#### [EXTRACTED MATERIAL]
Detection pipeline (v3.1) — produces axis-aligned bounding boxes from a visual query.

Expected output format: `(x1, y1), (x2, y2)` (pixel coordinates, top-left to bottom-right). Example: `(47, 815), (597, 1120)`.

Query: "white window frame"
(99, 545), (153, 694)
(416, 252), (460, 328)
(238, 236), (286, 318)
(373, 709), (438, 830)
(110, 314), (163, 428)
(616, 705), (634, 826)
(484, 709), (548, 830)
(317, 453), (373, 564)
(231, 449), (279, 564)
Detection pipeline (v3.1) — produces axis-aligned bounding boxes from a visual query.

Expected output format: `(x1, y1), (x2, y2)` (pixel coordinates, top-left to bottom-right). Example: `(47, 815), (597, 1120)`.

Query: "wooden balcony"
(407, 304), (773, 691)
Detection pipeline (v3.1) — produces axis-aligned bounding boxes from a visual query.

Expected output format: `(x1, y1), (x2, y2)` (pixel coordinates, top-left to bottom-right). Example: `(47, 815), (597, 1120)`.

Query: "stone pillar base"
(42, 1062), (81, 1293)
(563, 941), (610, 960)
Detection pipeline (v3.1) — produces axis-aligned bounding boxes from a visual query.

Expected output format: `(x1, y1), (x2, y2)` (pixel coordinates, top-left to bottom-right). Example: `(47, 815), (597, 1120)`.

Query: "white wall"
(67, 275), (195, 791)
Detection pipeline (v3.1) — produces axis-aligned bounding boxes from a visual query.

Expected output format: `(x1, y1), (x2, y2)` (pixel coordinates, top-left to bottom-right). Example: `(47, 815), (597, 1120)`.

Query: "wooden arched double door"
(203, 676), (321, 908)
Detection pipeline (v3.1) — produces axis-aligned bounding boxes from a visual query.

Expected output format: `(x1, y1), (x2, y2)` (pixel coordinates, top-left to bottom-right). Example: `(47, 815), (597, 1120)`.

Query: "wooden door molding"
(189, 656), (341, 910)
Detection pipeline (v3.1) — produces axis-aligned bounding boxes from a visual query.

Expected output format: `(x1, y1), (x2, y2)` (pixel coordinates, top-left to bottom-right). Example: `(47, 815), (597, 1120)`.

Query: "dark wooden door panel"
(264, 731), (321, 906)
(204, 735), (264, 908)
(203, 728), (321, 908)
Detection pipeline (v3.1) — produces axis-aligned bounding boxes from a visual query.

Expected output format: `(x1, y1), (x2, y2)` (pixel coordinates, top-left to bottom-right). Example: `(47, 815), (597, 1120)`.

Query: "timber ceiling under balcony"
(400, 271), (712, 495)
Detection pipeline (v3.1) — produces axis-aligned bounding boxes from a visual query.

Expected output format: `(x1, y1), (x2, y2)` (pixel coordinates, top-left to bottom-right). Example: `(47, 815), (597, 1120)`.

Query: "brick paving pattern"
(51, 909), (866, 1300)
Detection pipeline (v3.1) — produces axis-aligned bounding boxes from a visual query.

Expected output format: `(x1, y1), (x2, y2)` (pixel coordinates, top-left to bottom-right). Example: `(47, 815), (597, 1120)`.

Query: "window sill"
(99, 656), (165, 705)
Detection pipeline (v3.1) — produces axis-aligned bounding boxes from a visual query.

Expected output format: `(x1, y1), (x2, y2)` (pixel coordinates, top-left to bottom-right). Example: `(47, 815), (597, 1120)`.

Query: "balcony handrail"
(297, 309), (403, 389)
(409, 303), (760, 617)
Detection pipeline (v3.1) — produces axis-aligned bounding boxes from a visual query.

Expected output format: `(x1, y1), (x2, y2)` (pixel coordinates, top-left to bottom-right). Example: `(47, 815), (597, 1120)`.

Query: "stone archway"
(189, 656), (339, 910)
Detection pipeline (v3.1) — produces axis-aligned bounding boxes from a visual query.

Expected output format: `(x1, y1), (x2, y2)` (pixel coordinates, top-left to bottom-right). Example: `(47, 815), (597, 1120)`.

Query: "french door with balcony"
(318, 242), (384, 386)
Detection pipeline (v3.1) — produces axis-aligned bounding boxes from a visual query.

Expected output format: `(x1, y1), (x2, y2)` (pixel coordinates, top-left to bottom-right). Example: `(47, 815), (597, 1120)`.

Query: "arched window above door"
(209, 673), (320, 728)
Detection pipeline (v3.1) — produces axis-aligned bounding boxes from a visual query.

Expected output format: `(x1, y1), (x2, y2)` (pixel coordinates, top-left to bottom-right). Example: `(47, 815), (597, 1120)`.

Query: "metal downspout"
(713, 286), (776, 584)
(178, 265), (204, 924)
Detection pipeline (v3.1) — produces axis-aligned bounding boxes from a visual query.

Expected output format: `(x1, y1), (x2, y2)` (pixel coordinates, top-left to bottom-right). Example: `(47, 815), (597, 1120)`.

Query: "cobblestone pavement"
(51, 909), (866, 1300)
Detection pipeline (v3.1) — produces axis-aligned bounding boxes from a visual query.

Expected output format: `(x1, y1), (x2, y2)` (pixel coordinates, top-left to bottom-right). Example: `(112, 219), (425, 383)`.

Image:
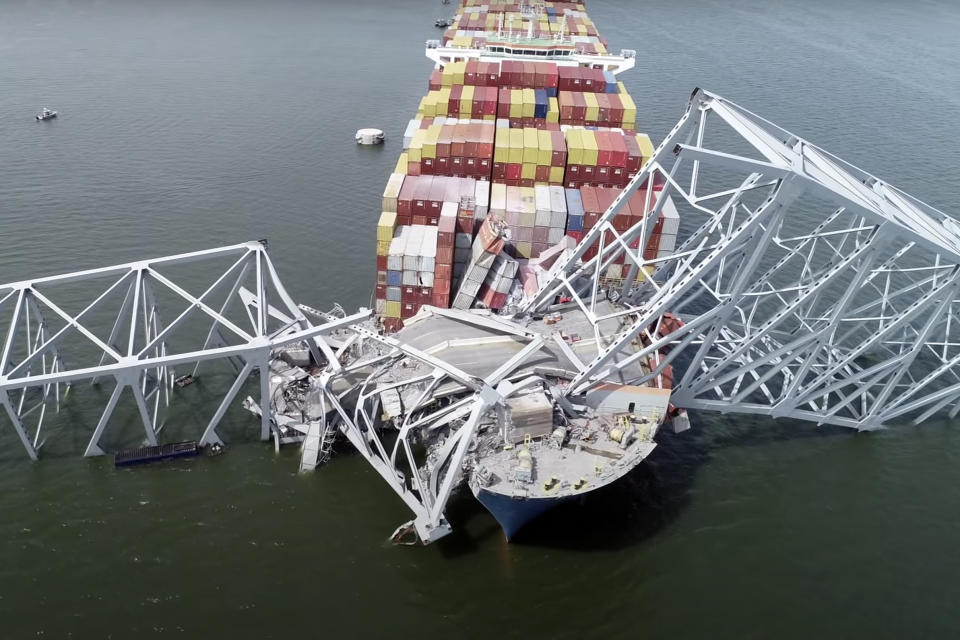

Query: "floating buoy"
(357, 129), (383, 144)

#### [YOUR INSTRUCTIONS]
Rewrite these lines with "axis-aligned" changed to "rectangular" everywhere it occurs, keeping everything else the same and leaving out the pictures.

#### [WORKED ANSWER]
Detection pipeline (v3.1) — produces rectangular bounding boxes from a visual query.

Expected output format: `(x1, y1), (x2, y2)` (pixel coordinates, top-left to bottom-right). Example: `(47, 815), (597, 1120)`.

Query: "white window frame"
(99, 545), (153, 694)
(416, 252), (460, 328)
(238, 236), (286, 318)
(373, 709), (438, 830)
(110, 314), (163, 428)
(616, 705), (634, 826)
(484, 709), (548, 830)
(317, 453), (373, 564)
(231, 449), (279, 564)
Detection pipeline (v3.1) — produces rectangular bounding boxes from a visual query.

Expected output format: `(x1, y1), (x2, y2)` (pixel coordinates, top-left to bottom-right). Example: `(47, 815), (597, 1120)`.

Query: "wooden balcony"
(407, 304), (773, 691)
Detection pipeline (v3.1) — produces rectangular bounding boxes from a visual query.

Expected output format: `(x1, y1), (x2, y2)` (pixel coordinates, top-left to bottom-right). Example: `(47, 815), (597, 1120)`.

Query: "stone pillar base"
(42, 1062), (81, 1293)
(563, 941), (610, 960)
Detection pipeline (v3.1) — produces rectangular bounding boxes from a visual query.

Expected output format: `(x1, y1), (x2, y2)` (pixel coordinates, top-left to bottom-right). Example: `(47, 815), (597, 1120)`.

Query: "white wall"
(67, 275), (195, 791)
Detection pipeline (v3.1) — produces rectangular bounding boxes from a visual query.

Expected output format: `(x1, y1), (x2, y2)` (pixel coordinates, top-left to bottom-right). Example: `(47, 815), (597, 1120)`.

Query: "wooden arched double door"
(203, 676), (321, 908)
Detection pipeline (v3.1) — produces rectangular bounding boxes from a visual query.

Expected output format: `(x1, y1), (x2, y2)` (pixel coordinates, top-left to bottom-right). Example: `(47, 815), (597, 1120)`.

Query: "wooden door molding"
(189, 656), (341, 910)
Detection pipeline (v3.1) — produces rectangular bounding boxes from a visual query.

Expected output format: `(x1, y1), (x2, y2)` (pixel coordinates, top-left to bottom-right). Example: `(47, 815), (597, 1120)`.

Query: "dark wooden door panel"
(264, 731), (321, 906)
(204, 735), (264, 908)
(203, 728), (321, 908)
Detection pipeline (v3.1) — produces rectangular bounding boxes from a visual query.

Expected output format: `(x1, y1), (x2, y2)` (pixel coordinates, top-left to bottom-right). Example: `(47, 815), (597, 1120)`.

Query: "timber ceiling under balcony"
(400, 271), (712, 495)
Detection pipeline (v3.1) — produces rectangular bounding boxes from a visual query.

Expected output format: `(x1, y1), (x2, y2)` (pixel coordinates, top-left to bottom-right). Example: `(47, 815), (597, 1120)`.

Query: "brick paving pattern"
(51, 909), (866, 1300)
Detection pipeline (v3.1) — produces rectangular bounding boxes from a visual query.

Expected output format: `(x1, y1), (x2, y2)` (pixel coordinates, top-left to bottom-right). Example: `(47, 815), (597, 1120)`.

Query: "window sill"
(99, 656), (165, 705)
Detection pipeline (v3.1) — produces rectangular bounding boxes from a visual query.

Expected output format: `(x1, y1), (x2, y2)` (pixel coordinates, top-left to bottom-right). Example: `(47, 815), (597, 1120)`.

Query: "balcony handrail"
(297, 309), (403, 389)
(409, 303), (760, 617)
Detection pipeline (v3.1) — produces rectangular bounding boxes from a visual query.

Expected output format: `(x1, y1), (x2, y2)` (pixel coordinates, top-left to bottom-right). Example: `(47, 815), (597, 1120)`.

Query: "stone archway"
(189, 656), (339, 910)
Detection pipeline (v3.1) — produces rectangular bounding boxes from a visual query.

Expected output format: `(x1, y1), (x2, y2)` (pixel coordinates, top-left to bottom-right). Example: `(47, 815), (597, 1120)`.

Query: "french door with balcony"
(318, 242), (384, 386)
Detection pipeline (v3.1) — produces rectangular bounding boxes from a visual query.

Expected output format: `(x1, y1), (x2, y2)` (pixel coordinates, top-left to bottom-right). Example: `(47, 815), (597, 1120)`.

Query: "arched window above door"
(209, 673), (320, 728)
Detection pipeline (v3.1) — produces rectangular bounding boxes from a visual query.

Expected output format: `(x1, y1), (x2, y2)` (pixel coordinates, top-left to bottom-right). Example: `(47, 815), (597, 1120)`.

Query: "metal downspout"
(713, 286), (776, 584)
(178, 265), (204, 924)
Detection pipeline (v3.1) — produces rectangular bounding boxes from a visual query.

Expected output format: `(x1, y1), (x2, y2)` (pixel coordinates, top-left to bottom-right). Example: `(47, 815), (597, 1120)`.

Query: "cobblestone pavement"
(51, 909), (866, 1300)
Detection pipeline (v3.1) — produces rectangular bounding boxes from a visual query.

Expected output format: `(x1, y1), (x2, y2)` (pixel coordinates, top-left to bottom-right). Example: `(112, 219), (425, 383)`.

Image:

Query: "floating buoy"
(357, 129), (383, 144)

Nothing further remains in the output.